## What you should do:
Your job is to restate each entry word for word.

(Dataset entries)
● ● ● ● ●

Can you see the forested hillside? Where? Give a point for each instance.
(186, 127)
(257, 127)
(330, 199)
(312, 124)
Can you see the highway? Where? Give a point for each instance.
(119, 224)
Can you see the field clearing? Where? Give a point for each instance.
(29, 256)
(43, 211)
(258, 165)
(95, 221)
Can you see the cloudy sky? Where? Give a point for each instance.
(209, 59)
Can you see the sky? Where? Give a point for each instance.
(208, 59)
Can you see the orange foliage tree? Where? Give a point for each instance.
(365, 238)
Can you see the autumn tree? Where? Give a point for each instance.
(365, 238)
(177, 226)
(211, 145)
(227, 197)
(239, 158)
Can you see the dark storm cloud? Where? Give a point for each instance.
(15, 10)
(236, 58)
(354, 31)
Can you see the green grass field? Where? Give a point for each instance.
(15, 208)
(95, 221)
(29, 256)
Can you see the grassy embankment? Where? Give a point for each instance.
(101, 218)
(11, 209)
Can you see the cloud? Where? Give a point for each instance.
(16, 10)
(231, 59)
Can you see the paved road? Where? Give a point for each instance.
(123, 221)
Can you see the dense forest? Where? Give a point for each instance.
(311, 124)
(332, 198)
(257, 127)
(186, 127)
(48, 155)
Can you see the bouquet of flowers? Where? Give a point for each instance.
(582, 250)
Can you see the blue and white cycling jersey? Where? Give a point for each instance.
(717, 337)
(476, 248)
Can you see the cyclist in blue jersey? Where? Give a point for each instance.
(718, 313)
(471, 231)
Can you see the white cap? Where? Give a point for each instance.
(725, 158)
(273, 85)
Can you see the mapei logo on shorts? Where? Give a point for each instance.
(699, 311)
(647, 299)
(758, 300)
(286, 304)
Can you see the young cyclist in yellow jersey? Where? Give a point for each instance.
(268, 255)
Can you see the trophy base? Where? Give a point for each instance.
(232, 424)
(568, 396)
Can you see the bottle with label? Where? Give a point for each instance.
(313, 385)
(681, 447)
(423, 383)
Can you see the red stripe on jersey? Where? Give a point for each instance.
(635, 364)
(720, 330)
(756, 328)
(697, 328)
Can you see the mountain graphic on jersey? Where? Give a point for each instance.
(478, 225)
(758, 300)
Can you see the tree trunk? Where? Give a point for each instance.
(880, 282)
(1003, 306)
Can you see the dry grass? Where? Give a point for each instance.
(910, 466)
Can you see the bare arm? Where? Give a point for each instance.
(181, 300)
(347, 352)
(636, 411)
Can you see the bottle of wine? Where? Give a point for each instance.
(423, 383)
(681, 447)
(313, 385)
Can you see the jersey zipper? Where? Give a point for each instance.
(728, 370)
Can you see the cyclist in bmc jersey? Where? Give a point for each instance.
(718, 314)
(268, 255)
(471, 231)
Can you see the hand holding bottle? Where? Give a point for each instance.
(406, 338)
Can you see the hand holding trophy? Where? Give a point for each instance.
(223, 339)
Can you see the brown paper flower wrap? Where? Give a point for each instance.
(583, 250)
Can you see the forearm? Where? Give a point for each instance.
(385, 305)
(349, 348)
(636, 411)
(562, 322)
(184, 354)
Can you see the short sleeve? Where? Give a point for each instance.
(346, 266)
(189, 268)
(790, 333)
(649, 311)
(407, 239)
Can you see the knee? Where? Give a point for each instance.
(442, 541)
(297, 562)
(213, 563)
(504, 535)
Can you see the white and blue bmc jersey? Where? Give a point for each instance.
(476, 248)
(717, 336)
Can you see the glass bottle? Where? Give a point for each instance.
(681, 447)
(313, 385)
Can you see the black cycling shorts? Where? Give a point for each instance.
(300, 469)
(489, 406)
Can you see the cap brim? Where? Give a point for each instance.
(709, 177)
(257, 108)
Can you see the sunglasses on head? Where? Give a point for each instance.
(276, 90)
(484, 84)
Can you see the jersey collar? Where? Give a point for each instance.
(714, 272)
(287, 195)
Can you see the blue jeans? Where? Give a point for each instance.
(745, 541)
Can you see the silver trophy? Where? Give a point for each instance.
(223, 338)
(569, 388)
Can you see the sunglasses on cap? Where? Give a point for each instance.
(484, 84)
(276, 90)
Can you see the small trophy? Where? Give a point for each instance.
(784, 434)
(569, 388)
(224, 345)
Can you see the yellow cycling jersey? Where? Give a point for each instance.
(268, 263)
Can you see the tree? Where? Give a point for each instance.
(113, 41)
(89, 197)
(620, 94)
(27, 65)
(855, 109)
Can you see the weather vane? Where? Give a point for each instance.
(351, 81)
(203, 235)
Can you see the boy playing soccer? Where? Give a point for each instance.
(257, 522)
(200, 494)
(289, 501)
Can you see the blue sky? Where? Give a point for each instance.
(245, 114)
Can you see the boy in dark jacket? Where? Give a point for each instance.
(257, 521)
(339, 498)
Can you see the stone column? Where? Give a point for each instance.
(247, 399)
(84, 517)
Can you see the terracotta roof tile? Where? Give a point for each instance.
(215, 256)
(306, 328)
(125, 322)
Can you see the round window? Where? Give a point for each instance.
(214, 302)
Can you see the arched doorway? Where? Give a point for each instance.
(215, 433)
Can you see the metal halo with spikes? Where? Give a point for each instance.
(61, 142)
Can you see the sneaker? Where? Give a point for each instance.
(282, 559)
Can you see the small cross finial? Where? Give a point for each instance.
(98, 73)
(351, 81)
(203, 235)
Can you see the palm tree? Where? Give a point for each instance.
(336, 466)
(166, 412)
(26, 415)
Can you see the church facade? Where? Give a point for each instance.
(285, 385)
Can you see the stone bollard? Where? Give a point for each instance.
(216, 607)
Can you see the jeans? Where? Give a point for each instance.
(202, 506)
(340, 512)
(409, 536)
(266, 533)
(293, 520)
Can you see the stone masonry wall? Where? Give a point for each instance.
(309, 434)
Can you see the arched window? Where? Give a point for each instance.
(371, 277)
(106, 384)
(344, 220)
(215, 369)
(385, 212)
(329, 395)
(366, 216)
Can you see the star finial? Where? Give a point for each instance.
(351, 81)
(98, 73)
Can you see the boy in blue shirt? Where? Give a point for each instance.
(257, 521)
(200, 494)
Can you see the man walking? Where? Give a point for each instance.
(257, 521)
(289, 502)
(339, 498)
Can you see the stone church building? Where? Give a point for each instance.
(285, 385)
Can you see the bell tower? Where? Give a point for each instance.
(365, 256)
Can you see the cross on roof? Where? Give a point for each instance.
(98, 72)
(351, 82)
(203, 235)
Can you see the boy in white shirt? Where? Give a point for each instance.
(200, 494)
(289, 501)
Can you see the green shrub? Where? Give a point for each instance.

● ● ● ● ●

## Written reply:
Can you see the forested hillside? Where? Give a point for each instance.
(186, 127)
(257, 127)
(330, 199)
(312, 124)
Can you see the highway? Where? Give a point for each instance.
(119, 224)
Can you see the field clearing? Where? Give a point for each instance.
(29, 256)
(43, 211)
(258, 165)
(95, 221)
Can you see the cloudy sky? Where? Give a point for each instance.
(209, 59)
Can you see the sky? Where? Give a point for each instance.
(208, 59)
Can you see the orange foliage tree? Where? Give a point for each instance.
(365, 238)
Can you see the autumn tree? Where? Give a point for each instance.
(365, 238)
(177, 226)
(211, 145)
(227, 197)
(239, 158)
Can you see the dark storm cloud? Where? Give a point for each instance.
(15, 10)
(236, 58)
(354, 31)
Can you see the green grass field? Where? Give a point for each instance.
(15, 208)
(95, 221)
(29, 256)
Can you see the grassy embankment? Where? Give a point for each instance.
(101, 218)
(11, 209)
Can you see the cloud? Where? Give a point for each instance.
(16, 10)
(231, 59)
Can you see the paved road? Where? Give a point for each instance.
(123, 221)
Can you see the dense forest? Where? Give a point for each instance.
(311, 124)
(332, 198)
(257, 127)
(186, 127)
(48, 155)
Can you see the bouquet of flowers? Where? Give a point for each instance.
(582, 250)
Can you see the blue and white cycling jersey? Where? Give a point for each instance.
(717, 337)
(476, 248)
Can you see the cyclist in blue jersey? Where? Give a point for each instance.
(718, 313)
(471, 231)
Can you see the white cap? Where? Give a point for each instance.
(725, 158)
(273, 85)
Can you see the mapei logo on shorts? Where? Give a point for each instance.
(699, 311)
(647, 299)
(758, 300)
(286, 304)
Can you see the young cyclist in yellow jersey? Where? Give a point for each instance.
(268, 255)
Can you see the trophy base? Where? Give a point for each instance.
(232, 424)
(568, 396)
Can you see the bottle with label? Where? Give a point for each instance.
(313, 385)
(681, 447)
(423, 383)
Can you see the red stripe on jersey? Where? Give a point for each instance.
(635, 364)
(720, 330)
(756, 328)
(697, 328)
Can you see the mountain graphic on jersey? Where? Give a point for each instance.
(478, 225)
(758, 300)
Can you see the tree trunk? Where? Give a point for each instance.
(880, 282)
(1003, 306)
Can you see the dry grass? Where? Give a point for each instance.
(910, 466)
Can you see the bare arm? Where? Give a point for each instance.
(181, 300)
(347, 352)
(636, 411)
Can you see the bottle of wine? Where? Give a point for each instance.
(423, 383)
(681, 447)
(313, 385)
Can you see the jersey zipper? Where? Give a point for each instance.
(728, 370)
Can you see the cyclist in bmc jersey? Where? Give a point for each instance.
(718, 314)
(268, 255)
(471, 231)
Can you see the hand holding bottle? Where? Give a point for each instance.
(406, 338)
Can you see the hand holding trophy? Where? Give a point for each instance.
(223, 339)
Can you see the brown paper flower wrap? Where? Give a point for each instance.
(583, 250)
Can you see the forearm? Where? Give a point for each instance.
(385, 305)
(349, 348)
(636, 411)
(562, 322)
(184, 354)
Can you see the short sleeve? Where? Give a point for each instance.
(346, 266)
(189, 268)
(790, 333)
(649, 311)
(407, 239)
Can you see the knee? Where? Give a point for each instance.
(442, 541)
(297, 562)
(213, 563)
(504, 535)
Can you see the white and blue bmc jersey? Where? Give a point for each instance.
(476, 248)
(717, 336)
Can you see the glass bottle? Where? Give a point for each instance.
(681, 447)
(313, 385)
Can you see the black cycling shorts? Where? Give a point for each instance.
(300, 469)
(489, 406)
Can you see the cap brim? Where? Give a point for each instance.
(709, 177)
(257, 108)
Can you see the sunglasses on head? Where? Give a point for each instance.
(276, 90)
(484, 84)
Can you see the jersey collar? Where? Give a point for each instance.
(714, 272)
(287, 195)
Can you see the blue jeans? Where? Give a point for each instance.
(745, 541)
Can you see the silver trophy? Where? Give a point for each instance.
(223, 338)
(569, 388)
Can you see the sunglasses on cap? Where? Give a point for each instance.
(484, 84)
(276, 90)
Can you see the small trophy? Where? Give a point for each instance.
(784, 434)
(569, 388)
(224, 345)
Can you see the yellow cycling jersey? Where? Give a point for each instance.
(268, 263)
Can you see the tree? Where? Give a point for each instance.
(113, 41)
(89, 197)
(620, 94)
(27, 65)
(855, 109)
Can you see the weather vane? Where? Give a point for each instance.
(351, 81)
(203, 235)
Can you see the boy playing soccer? Where? Give a point for each instance.
(257, 522)
(200, 494)
(289, 501)
Can you see the blue sky? Where? Give a point for each instance.
(245, 114)
Can you see the boy in dark jacket? Where? Give a point for each instance.
(257, 521)
(339, 498)
Can you see the stone column? Where? Give a point for each instance.
(247, 399)
(84, 517)
Can you see the terracotta roof tile? Where? Give a point for each instance.
(215, 256)
(306, 328)
(125, 322)
Can you see the round window? Where? Give a point for each instance.
(214, 302)
Can you see the arched doorway? Where? Give a point for each instance.
(215, 433)
Can you see the metal halo with spikes? Where? Give a point for each instance.
(61, 142)
Can you see the sneaker? Where? Give a point for each instance.
(282, 559)
Can you see the small cross finial? Where? Give a point for each instance.
(98, 73)
(351, 81)
(203, 235)
Can you see the palm tree? Where? Give a point for each instance.
(336, 466)
(166, 412)
(26, 415)
Can you see the church facade? Where? Give a point for each instance.
(285, 385)
Can you see the stone bollard? Where? Give a point for each instance.
(216, 607)
Can you see the jeans? Where? Give a point for each instance.
(202, 506)
(340, 512)
(409, 536)
(266, 533)
(293, 520)
Can you see the stone masonry wall? Where? Give a point for each instance.
(309, 434)
Can you see the arched window? Where? Give a point for each instance.
(371, 277)
(106, 384)
(344, 220)
(215, 369)
(385, 212)
(329, 395)
(366, 216)
Can you see the star finial? Where? Give a point for each instance.
(351, 81)
(98, 73)
Can you see the boy in blue shirt? Where? Give a point for each instance.
(257, 521)
(200, 494)
Can you see the man walking? Where? Give a point for each instance.
(257, 521)
(289, 502)
(339, 498)
Can you see the stone church building? Where? Give a point for each instance.
(285, 385)
Can you see the bell tower? Where? Give a point for each instance.
(365, 256)
Can you see the cross on roof? Where? Give a point for each instance.
(98, 72)
(351, 82)
(203, 235)
Can you see the boy in white shirt? Where? Give a point for each instance.
(200, 494)
(289, 501)
Can you see the green shrub? Where? Give a point for each instance.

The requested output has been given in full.